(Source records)
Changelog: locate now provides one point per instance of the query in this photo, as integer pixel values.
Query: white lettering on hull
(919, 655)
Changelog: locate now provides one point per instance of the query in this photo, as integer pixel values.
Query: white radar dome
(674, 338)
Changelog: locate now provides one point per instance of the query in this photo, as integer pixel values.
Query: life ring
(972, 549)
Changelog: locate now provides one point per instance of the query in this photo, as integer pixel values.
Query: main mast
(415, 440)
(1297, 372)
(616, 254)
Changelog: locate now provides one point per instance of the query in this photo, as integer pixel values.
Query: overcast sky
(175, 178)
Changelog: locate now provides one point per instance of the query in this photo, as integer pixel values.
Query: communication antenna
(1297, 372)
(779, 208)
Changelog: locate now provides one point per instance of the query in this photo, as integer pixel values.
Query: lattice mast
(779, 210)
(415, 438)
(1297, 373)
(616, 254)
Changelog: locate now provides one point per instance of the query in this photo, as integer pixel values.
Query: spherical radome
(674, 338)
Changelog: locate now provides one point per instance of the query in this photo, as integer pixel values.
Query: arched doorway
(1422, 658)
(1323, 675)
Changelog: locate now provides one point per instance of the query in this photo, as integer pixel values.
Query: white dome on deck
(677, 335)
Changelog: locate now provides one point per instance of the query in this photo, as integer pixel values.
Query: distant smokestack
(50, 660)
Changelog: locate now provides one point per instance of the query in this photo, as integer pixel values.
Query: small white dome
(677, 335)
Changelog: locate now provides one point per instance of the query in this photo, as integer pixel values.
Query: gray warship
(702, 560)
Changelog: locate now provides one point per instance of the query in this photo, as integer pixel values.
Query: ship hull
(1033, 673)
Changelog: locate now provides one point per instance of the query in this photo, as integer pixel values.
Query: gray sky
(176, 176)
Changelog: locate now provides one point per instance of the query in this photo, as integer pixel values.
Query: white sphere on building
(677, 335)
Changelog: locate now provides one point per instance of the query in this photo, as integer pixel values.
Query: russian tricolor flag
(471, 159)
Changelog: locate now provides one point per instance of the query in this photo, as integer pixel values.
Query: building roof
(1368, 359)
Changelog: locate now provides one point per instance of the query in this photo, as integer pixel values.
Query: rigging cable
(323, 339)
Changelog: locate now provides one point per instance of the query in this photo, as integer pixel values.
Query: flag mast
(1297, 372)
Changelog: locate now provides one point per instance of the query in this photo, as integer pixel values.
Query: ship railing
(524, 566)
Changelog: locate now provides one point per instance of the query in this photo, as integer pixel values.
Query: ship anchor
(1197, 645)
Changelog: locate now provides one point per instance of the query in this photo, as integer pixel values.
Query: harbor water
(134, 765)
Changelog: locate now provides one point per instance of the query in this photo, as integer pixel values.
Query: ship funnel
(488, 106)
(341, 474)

EXERCISE DESCRIPTION » Your response must consist of every line above, reproduced exactly.

COMPLETED TASK »
Changelog: locate now provides one point per instance of the query in this photo, as integer pixel values.
Query: white lettering on hull
(919, 655)
Changelog: locate now provides one point per instance of the query in this photo, as integer pixel values.
Query: white radar dome
(674, 338)
Changelog: locate now provides one point per instance of the query in this photo, as integer pixel values.
Query: life ring
(972, 549)
Changelog: locate now provides one point per instance of the query in this photo, as integer pixel values.
Query: main mast
(415, 440)
(1297, 372)
(616, 254)
Changelog: locate now provides one point per instance of the query in this photo, as integer pixel values.
Query: overcast sky
(175, 178)
Changelog: locate now provides one point per instance of the query in this photo, as integer pixel values.
Query: communication antenna
(1297, 372)
(779, 208)
Changelog: locate now provides one point per instance of the query in this photo, as integer pixel values.
Query: lattice mast
(779, 210)
(415, 438)
(1297, 373)
(616, 254)
Changelog: locate now provides one point per instance of the query in this photo, as integer pixel values.
Query: spherical radome
(674, 338)
Changelog: locate now provides one point per instance of the query in this photo, as integer pixel values.
Query: arched doorway
(1422, 658)
(1323, 675)
Changelog: locate now provides one point per instance of the query in this photo, as integer pixel values.
Query: white dome on deck
(677, 335)
Changelog: locate now provides one point per instance of the query in this photo, as integer pixel values.
Query: distant smokestack
(50, 660)
Changelog: locate now provides one point per instance of the query in this photo, as integer pixel values.
Query: small white dome
(677, 335)
Changelog: locate now provides one point per instance of the query in this photo, as integer pixel values.
Query: gray warship
(702, 560)
Changelog: locate now provides one point per instance of the query in this photo, as integer pixel values.
Query: ship hull
(1033, 673)
Changelog: locate now provides one point per instance of the query in this photo, as integer pixel values.
Query: gray sky
(176, 176)
Changelog: locate now provides one point per instance of the query in this photo, as integer pixel values.
Query: white sphere on building
(677, 335)
Changelog: locate now provides one point per instance of the query in this photo, as integer pixel values.
Query: russian tricolor flag
(471, 159)
Changelog: locate now provides one point per instance of the query in this photo, as integer pixel values.
Query: building roof
(1368, 359)
Changelog: locate now provides one point per instance of the query in this photo, as integer pixel values.
Query: rigging cable
(323, 339)
Changelog: locate now provides one point per instance of the query in this photo, as integer pixel values.
Query: flag mast
(1297, 372)
Changelog: locate now provides one point per instance of the query in this photo, as integer pixel values.
Query: ship railing
(524, 566)
Changelog: locate now provides one point per instance of the query in this photo, as integer pixel values.
Query: ship anchor
(1197, 645)
Changelog: locate now provides one point per instance of the query in this photo, as integer pixel values.
Query: harbor water
(134, 765)
Changelog: locate now provides one point per instance of the query in this photo, as integer pixel values.
Query: ship funnel
(488, 106)
(341, 474)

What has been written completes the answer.